Copy each of the entries below word for word, keeping every line as it stands.

[Records from a collection]
────────────────────

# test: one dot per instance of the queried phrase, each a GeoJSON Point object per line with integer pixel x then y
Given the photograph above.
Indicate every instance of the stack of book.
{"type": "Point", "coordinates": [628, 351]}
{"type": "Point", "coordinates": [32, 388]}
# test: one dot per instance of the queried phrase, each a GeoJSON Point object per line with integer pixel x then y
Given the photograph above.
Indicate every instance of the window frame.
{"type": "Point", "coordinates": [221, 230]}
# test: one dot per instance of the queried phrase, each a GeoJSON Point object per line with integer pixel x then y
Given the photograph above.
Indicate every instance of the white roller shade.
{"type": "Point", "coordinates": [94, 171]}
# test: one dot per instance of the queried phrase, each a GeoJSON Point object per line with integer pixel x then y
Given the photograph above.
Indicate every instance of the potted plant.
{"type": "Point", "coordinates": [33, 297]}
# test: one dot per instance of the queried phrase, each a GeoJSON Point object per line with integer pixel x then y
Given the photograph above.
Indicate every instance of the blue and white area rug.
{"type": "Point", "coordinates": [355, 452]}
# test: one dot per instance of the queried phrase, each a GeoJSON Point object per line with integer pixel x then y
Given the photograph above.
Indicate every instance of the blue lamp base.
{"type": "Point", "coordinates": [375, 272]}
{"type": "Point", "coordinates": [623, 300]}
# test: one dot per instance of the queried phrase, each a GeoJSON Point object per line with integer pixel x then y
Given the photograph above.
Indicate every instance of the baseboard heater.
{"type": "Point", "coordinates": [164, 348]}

────────────────────

§ The solution:
# test: one dot per instance of the queried phrase, each a GeoJSON Point object per line with integer pixel x then y
Given the photograph above.
Indicate every instance of the stack of book.
{"type": "Point", "coordinates": [628, 351]}
{"type": "Point", "coordinates": [32, 388]}
# test: one dot per instance of the queried phrase, each a GeoJSON Point object per line with integer pixel x then y
Given the photograph above.
Indicate every instance of the window frame.
{"type": "Point", "coordinates": [221, 230]}
# test: one dot per instance of the queried phrase, each a GeoJSON Point object per line with integer pixel x then y
Given the photograph above.
Indicate every instance of the white roller shade.
{"type": "Point", "coordinates": [94, 171]}
# test: one dot per instance of the queried phrase, each a GeoJSON Point object per line with integer pixel x then y
Given the photograph above.
Indicate every instance of the potted plant.
{"type": "Point", "coordinates": [33, 297]}
# test: one dot per instance of the queried phrase, each a GeoJSON Point object per line with integer pixel x then y
Given the photograph above.
Indicate every instance of the blue and white area rug.
{"type": "Point", "coordinates": [355, 452]}
# test: one dot per instance of the queried phrase, each a GeoJSON Point object per line with integer pixel x then y
Given the photograph above.
Indicate every instance of the blue lamp base.
{"type": "Point", "coordinates": [375, 272]}
{"type": "Point", "coordinates": [623, 300]}
# test: one dot per instance of the queried phrase, each a GeoJSON Point object per line with integer pixel x then y
Given the photograph above.
Indicate every instance of the baseboard heater.
{"type": "Point", "coordinates": [164, 348]}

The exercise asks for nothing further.